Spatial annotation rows
+===+

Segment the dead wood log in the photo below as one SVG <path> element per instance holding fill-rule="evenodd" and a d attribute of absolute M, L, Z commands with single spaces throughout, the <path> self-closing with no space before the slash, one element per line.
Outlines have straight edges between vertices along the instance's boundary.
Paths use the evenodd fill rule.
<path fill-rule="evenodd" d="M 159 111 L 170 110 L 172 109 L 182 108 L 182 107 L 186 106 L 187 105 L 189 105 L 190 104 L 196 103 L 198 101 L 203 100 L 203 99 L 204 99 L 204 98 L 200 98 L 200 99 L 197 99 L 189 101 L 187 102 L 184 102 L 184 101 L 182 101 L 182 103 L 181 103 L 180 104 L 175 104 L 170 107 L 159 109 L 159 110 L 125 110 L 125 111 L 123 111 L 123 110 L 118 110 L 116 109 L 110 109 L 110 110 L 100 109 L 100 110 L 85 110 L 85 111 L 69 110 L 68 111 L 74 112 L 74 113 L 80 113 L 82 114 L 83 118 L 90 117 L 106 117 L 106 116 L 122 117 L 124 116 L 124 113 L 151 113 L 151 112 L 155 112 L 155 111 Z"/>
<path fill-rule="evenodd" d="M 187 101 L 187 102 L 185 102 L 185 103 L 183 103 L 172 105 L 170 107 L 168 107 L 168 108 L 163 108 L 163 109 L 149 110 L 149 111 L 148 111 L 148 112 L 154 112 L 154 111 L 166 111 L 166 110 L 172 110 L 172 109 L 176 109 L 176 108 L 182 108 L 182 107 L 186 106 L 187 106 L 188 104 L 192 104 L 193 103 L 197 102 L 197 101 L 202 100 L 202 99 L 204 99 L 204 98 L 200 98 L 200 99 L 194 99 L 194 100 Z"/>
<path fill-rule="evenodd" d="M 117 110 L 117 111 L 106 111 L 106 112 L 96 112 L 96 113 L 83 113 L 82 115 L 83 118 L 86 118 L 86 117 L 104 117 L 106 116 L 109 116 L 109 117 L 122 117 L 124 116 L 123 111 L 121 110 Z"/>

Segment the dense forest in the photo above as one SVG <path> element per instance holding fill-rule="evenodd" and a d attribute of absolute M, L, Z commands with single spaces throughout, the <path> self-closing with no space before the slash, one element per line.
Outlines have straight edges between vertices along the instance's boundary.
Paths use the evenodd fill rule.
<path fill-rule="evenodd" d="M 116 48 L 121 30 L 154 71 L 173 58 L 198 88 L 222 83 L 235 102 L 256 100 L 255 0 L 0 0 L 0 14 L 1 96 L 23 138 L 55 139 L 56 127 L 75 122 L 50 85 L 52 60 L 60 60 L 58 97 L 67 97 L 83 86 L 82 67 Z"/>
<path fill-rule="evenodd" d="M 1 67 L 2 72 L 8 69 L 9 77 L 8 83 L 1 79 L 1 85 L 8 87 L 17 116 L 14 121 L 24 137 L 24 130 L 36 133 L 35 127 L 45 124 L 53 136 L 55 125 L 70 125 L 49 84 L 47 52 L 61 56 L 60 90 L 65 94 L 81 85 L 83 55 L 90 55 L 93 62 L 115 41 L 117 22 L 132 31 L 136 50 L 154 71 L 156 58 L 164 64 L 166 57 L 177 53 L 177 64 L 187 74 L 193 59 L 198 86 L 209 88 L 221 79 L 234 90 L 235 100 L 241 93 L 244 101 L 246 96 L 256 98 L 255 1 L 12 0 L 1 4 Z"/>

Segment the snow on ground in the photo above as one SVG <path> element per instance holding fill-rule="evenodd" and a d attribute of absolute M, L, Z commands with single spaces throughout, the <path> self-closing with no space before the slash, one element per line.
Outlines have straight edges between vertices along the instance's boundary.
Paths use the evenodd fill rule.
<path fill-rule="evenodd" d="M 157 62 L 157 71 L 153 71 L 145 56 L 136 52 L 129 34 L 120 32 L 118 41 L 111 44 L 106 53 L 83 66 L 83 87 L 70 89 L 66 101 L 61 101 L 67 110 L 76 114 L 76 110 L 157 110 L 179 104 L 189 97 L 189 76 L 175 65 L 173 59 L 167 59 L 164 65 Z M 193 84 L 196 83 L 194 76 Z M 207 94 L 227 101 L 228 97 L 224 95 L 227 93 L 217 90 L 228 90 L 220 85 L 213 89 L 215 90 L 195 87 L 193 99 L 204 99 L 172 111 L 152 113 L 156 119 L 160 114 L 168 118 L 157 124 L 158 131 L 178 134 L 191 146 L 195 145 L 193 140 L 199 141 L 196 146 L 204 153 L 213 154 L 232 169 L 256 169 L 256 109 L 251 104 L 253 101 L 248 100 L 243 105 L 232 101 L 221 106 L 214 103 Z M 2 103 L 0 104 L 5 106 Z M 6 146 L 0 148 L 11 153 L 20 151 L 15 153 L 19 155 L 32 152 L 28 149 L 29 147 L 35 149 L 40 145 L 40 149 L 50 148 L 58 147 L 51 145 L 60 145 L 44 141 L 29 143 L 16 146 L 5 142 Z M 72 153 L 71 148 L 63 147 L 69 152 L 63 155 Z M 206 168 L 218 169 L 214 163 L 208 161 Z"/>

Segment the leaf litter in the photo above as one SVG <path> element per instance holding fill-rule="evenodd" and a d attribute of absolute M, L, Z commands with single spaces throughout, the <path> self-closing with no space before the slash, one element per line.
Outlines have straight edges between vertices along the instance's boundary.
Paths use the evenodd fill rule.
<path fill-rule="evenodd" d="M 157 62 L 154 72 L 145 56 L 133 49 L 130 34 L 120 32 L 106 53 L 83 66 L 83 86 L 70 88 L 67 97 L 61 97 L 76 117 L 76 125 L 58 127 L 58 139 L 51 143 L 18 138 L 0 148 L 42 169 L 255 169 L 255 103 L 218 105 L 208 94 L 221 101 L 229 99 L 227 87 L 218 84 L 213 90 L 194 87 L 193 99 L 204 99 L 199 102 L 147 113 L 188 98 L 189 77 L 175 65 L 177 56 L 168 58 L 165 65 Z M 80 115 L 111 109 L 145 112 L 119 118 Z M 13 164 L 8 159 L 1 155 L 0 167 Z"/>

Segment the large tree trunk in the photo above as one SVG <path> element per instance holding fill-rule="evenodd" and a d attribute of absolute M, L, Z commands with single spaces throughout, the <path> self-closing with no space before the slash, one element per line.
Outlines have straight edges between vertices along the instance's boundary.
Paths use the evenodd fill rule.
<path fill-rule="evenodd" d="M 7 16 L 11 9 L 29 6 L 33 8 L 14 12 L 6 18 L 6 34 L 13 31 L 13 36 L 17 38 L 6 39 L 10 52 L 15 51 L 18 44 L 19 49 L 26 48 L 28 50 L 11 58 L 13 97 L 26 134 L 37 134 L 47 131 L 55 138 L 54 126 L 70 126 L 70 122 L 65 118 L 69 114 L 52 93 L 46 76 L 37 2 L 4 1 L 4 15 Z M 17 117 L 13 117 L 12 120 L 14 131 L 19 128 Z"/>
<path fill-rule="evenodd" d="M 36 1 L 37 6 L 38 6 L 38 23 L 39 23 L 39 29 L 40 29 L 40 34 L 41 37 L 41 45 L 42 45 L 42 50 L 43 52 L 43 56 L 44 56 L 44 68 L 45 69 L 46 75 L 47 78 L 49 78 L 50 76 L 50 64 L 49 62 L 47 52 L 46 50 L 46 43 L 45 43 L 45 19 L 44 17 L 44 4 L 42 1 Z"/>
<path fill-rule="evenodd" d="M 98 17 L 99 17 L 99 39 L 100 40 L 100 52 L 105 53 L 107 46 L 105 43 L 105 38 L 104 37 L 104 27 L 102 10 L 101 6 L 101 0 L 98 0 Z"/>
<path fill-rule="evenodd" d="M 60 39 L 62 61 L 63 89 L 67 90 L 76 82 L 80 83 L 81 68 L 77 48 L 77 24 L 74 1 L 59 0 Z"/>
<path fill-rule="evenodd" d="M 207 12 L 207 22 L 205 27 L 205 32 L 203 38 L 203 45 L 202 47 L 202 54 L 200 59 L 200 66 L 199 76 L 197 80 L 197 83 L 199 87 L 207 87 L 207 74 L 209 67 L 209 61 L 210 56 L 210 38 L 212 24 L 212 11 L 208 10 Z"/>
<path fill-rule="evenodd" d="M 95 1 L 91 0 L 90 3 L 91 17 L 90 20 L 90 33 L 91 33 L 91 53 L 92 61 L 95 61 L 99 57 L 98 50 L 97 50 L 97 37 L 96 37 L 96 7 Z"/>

+===+

▸ PROBLEM TO SOLVE
Echo the rows above line for line, starting at the very first line and ending at the line that contains "117 110 L 117", with both of those lines included.

▸ ANSWER TO THE PROBLEM
Segment the dead wood log in the photo below as one SVG <path> element per instance holding fill-rule="evenodd" and a d attribute of absolute M, L, Z commands with single spaces throughout, the <path> self-closing with no space before the slash, one element per line.
Outlines have straight edges between vertices along the instance's boundary.
Paths use the evenodd fill rule.
<path fill-rule="evenodd" d="M 159 111 L 170 110 L 172 109 L 182 108 L 182 107 L 186 106 L 187 105 L 189 105 L 190 104 L 196 103 L 198 101 L 203 100 L 203 99 L 204 99 L 204 98 L 200 98 L 200 99 L 197 99 L 189 101 L 187 102 L 184 102 L 184 101 L 182 101 L 182 103 L 181 103 L 180 104 L 175 104 L 170 107 L 159 109 L 159 110 L 125 110 L 125 111 L 123 111 L 123 110 L 118 110 L 116 109 L 110 109 L 110 110 L 100 109 L 100 110 L 85 110 L 85 111 L 69 110 L 68 111 L 74 112 L 74 113 L 80 113 L 82 114 L 83 118 L 90 117 L 106 117 L 106 116 L 122 117 L 124 116 L 124 113 L 151 113 L 151 112 L 155 112 L 155 111 Z"/>
<path fill-rule="evenodd" d="M 187 101 L 187 102 L 185 102 L 185 103 L 183 103 L 172 105 L 170 107 L 168 107 L 168 108 L 163 108 L 163 109 L 149 110 L 149 111 L 148 111 L 148 112 L 154 112 L 154 111 L 166 111 L 166 110 L 172 110 L 172 109 L 176 109 L 176 108 L 182 108 L 182 107 L 186 106 L 187 106 L 188 104 L 192 104 L 193 103 L 197 102 L 197 101 L 202 100 L 202 99 L 204 99 L 204 98 L 200 98 L 200 99 L 194 99 L 194 100 Z"/>
<path fill-rule="evenodd" d="M 117 110 L 117 111 L 106 111 L 106 112 L 96 112 L 96 113 L 83 113 L 82 115 L 83 118 L 86 118 L 86 117 L 104 117 L 106 116 L 109 116 L 109 117 L 122 117 L 124 116 L 123 111 L 121 110 Z"/>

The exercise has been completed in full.